* [Task to complete]:
For this exercise, copy out each line of the material below that includes "black".
= = = =
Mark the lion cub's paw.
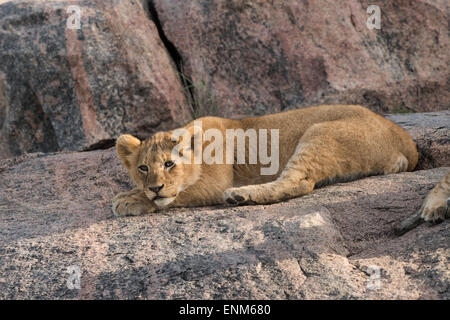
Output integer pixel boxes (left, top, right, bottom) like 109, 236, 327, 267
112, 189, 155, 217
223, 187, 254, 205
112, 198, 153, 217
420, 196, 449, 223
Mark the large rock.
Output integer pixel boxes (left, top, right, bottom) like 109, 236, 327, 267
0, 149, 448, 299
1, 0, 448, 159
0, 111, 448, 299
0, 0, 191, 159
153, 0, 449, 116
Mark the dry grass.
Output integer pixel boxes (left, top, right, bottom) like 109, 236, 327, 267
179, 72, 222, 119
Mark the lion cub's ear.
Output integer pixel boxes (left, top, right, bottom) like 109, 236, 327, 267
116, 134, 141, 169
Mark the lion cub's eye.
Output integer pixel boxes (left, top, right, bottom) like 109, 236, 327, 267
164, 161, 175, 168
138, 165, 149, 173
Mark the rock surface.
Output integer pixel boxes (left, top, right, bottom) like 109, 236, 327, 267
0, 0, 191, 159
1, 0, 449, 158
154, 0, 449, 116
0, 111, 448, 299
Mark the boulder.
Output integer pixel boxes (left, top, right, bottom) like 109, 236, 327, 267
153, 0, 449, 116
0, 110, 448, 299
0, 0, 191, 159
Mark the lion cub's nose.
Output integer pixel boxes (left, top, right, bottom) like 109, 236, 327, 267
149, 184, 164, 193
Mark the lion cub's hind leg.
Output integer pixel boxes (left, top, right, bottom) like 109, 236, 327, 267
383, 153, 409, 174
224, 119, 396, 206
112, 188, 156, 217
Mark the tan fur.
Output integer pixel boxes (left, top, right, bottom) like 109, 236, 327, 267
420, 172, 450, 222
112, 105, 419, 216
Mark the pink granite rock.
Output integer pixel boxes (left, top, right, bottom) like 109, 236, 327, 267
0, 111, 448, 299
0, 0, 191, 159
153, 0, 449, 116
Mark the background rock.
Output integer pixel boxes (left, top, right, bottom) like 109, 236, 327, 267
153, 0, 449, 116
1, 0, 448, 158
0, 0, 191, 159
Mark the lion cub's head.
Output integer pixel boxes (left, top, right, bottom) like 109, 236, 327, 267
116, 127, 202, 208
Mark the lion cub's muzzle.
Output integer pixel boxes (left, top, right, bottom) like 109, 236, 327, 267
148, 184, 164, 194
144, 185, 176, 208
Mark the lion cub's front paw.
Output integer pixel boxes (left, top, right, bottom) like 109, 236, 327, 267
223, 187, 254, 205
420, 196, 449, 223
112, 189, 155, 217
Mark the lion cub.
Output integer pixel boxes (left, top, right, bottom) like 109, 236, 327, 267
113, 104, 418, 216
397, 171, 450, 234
= = = =
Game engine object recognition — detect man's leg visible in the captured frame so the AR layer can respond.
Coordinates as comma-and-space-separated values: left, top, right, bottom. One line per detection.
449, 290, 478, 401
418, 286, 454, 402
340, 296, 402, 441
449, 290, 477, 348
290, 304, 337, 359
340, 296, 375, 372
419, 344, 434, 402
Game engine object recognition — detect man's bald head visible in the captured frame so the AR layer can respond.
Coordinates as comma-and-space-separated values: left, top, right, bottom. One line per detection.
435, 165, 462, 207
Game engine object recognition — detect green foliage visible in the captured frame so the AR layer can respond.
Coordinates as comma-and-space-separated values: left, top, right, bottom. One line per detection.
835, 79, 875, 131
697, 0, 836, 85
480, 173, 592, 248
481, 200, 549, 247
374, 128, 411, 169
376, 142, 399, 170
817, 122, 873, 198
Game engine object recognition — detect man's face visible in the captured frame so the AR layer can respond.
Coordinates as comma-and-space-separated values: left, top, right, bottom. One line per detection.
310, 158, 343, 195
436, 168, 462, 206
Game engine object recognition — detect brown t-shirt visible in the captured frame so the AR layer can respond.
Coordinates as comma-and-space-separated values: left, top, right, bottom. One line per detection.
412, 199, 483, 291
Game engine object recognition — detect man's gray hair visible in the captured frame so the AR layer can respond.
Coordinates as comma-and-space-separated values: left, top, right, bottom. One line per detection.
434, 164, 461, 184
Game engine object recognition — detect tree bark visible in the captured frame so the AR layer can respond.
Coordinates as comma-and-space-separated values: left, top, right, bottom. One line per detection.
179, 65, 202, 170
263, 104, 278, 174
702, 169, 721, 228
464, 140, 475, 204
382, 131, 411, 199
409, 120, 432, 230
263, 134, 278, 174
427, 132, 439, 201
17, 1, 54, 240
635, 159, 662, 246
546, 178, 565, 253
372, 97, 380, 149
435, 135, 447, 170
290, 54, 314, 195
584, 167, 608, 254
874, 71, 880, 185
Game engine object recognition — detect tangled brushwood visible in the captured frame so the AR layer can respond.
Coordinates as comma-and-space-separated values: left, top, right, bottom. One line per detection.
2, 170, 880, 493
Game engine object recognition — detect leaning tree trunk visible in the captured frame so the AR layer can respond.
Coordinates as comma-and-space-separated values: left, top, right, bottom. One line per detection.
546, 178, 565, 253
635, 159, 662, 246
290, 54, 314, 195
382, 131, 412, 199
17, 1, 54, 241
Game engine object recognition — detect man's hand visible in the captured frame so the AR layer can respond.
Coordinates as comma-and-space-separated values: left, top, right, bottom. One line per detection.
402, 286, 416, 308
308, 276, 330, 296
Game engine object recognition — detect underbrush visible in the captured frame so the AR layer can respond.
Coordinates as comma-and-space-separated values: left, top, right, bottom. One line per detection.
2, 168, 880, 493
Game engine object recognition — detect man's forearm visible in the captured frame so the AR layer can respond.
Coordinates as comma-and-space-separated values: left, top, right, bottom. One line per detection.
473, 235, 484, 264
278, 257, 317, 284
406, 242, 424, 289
= = = =
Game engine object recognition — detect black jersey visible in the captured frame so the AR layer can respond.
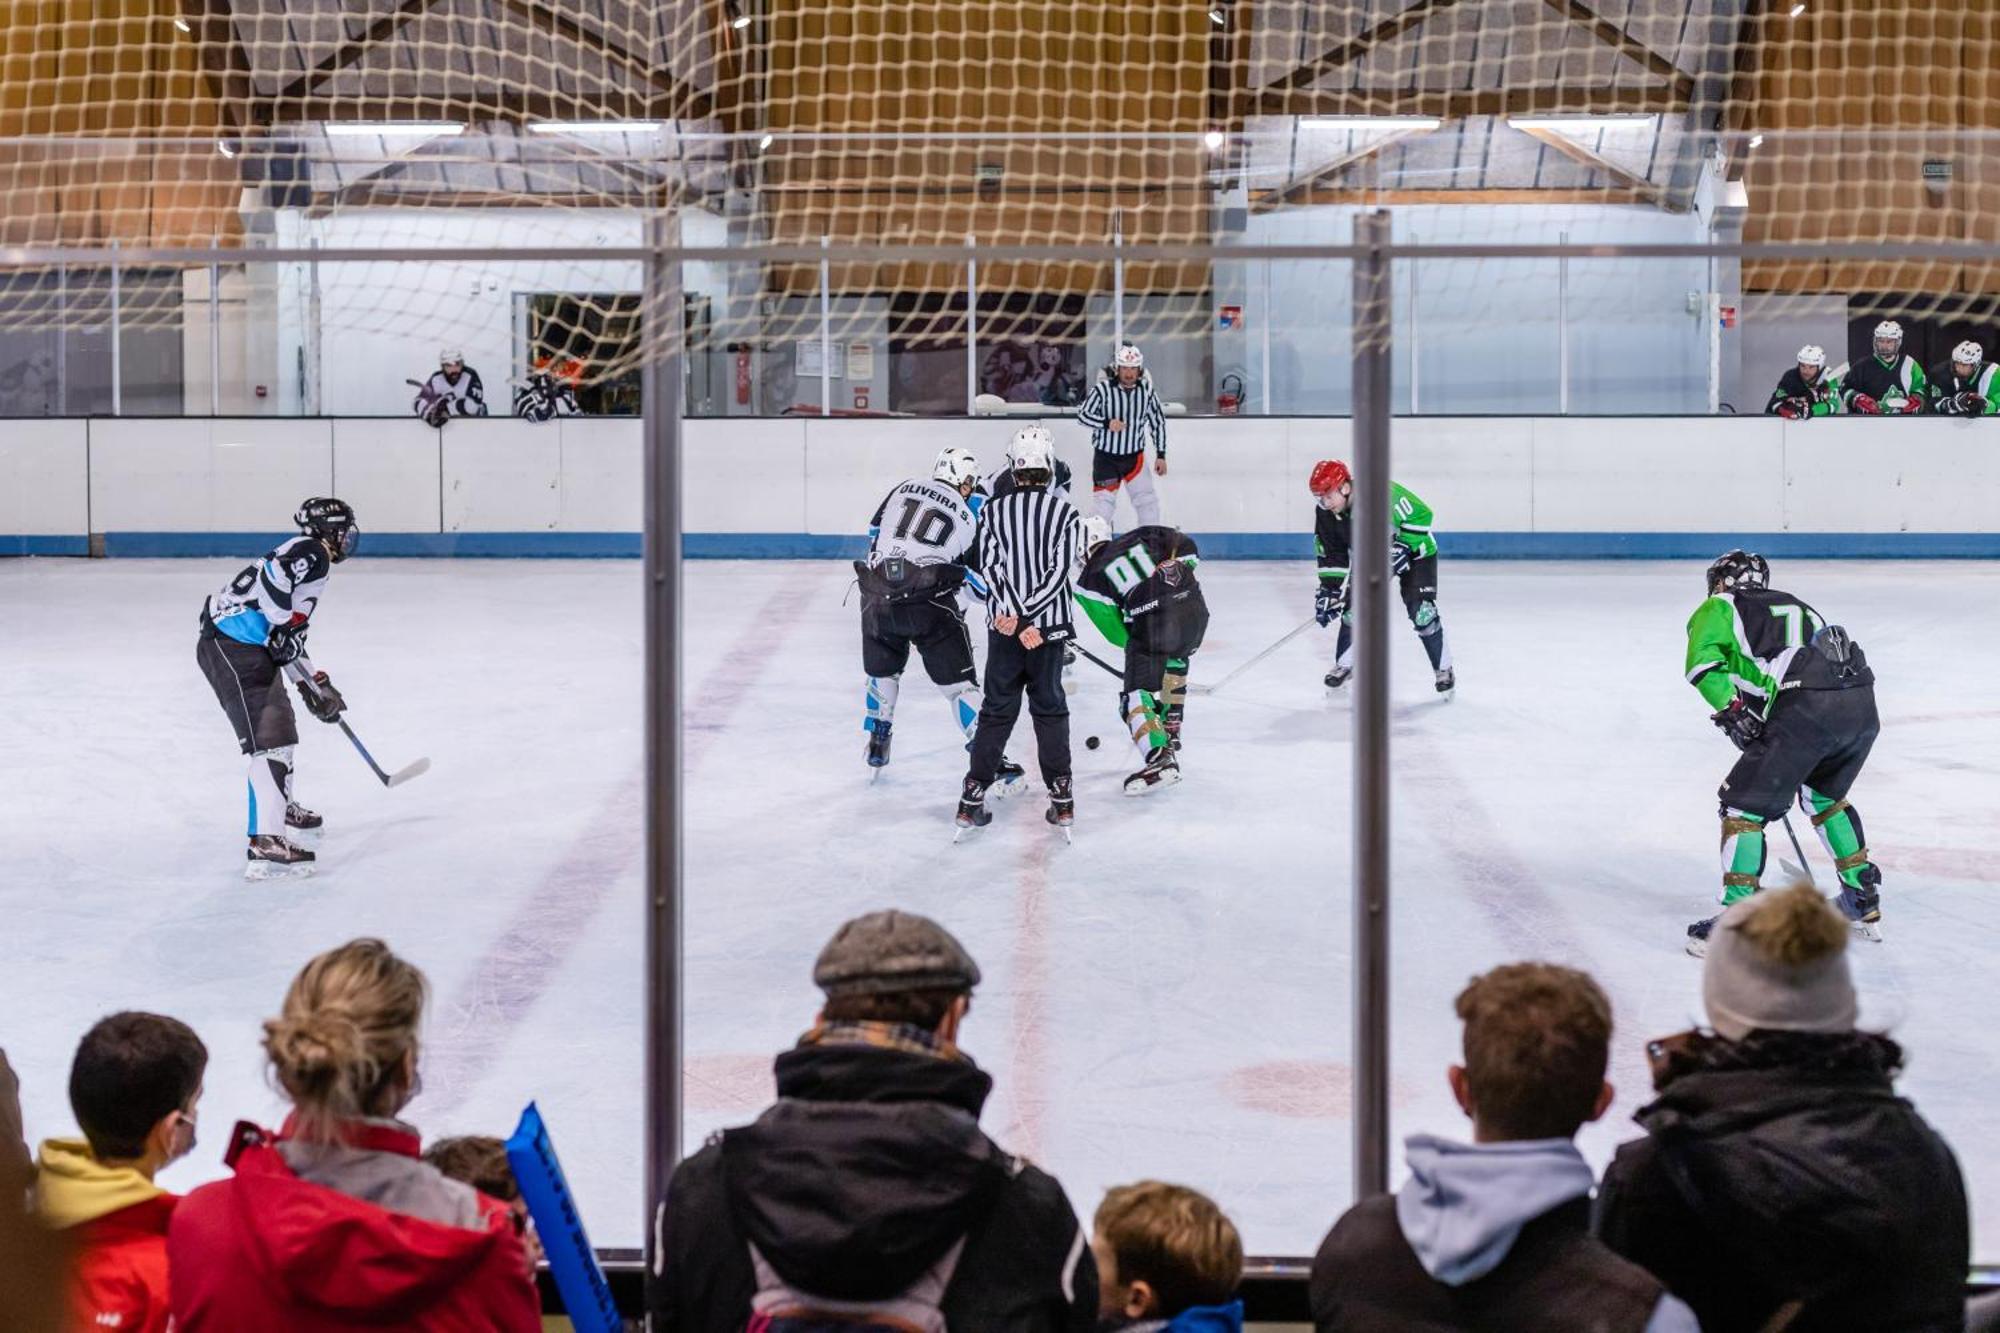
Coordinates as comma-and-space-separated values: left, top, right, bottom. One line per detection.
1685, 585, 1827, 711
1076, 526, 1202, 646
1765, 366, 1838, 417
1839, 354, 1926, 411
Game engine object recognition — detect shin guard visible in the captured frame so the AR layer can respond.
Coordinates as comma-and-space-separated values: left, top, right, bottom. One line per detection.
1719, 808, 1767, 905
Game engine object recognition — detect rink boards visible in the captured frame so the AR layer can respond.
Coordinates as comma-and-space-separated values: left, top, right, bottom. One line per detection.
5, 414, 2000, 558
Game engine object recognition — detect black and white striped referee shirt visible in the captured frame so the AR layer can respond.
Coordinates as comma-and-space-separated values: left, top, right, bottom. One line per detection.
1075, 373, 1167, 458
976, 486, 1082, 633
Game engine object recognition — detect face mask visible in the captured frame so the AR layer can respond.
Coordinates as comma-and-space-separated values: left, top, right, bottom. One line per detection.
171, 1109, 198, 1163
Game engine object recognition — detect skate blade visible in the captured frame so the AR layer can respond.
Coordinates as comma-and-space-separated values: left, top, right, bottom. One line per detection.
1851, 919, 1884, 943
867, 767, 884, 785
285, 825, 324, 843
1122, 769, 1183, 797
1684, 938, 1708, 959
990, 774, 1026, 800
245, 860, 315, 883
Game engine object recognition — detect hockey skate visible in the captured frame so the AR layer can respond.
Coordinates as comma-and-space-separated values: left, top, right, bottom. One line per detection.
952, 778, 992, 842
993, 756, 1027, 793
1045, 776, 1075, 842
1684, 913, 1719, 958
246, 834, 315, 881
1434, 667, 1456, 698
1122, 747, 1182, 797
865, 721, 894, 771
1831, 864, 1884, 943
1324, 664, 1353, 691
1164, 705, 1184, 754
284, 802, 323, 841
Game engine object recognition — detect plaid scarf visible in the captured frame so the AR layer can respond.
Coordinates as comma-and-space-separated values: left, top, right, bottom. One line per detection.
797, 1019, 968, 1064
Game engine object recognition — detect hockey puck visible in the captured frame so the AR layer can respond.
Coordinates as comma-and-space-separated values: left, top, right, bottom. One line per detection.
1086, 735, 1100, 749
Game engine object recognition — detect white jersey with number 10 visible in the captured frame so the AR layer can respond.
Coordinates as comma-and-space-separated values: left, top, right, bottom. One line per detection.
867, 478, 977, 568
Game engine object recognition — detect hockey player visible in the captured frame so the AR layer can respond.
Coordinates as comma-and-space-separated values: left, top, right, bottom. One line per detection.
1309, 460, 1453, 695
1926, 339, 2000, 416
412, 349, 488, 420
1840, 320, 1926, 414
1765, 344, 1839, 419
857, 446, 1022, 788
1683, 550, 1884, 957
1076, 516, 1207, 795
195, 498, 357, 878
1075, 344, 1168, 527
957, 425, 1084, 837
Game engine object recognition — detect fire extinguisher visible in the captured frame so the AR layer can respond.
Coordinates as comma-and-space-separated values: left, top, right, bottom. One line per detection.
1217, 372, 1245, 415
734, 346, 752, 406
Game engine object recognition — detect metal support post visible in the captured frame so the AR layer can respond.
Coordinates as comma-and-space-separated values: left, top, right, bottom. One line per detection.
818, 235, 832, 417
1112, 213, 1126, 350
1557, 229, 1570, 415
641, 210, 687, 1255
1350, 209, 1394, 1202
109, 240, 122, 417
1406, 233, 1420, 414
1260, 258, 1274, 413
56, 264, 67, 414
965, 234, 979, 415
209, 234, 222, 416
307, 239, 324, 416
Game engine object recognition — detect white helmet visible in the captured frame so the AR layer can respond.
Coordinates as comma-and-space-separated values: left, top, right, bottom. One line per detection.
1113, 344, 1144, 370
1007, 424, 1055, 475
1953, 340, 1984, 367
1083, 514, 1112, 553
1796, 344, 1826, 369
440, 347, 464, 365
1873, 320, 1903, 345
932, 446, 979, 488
= = = =
* [Solution below]:
Game engine object recognition — detect black jersey visible in the captured frame so the AR layer can respond.
Game engine object recognition — detect black and white striped referee shirt visible in the captured frame so the AR layer can respond.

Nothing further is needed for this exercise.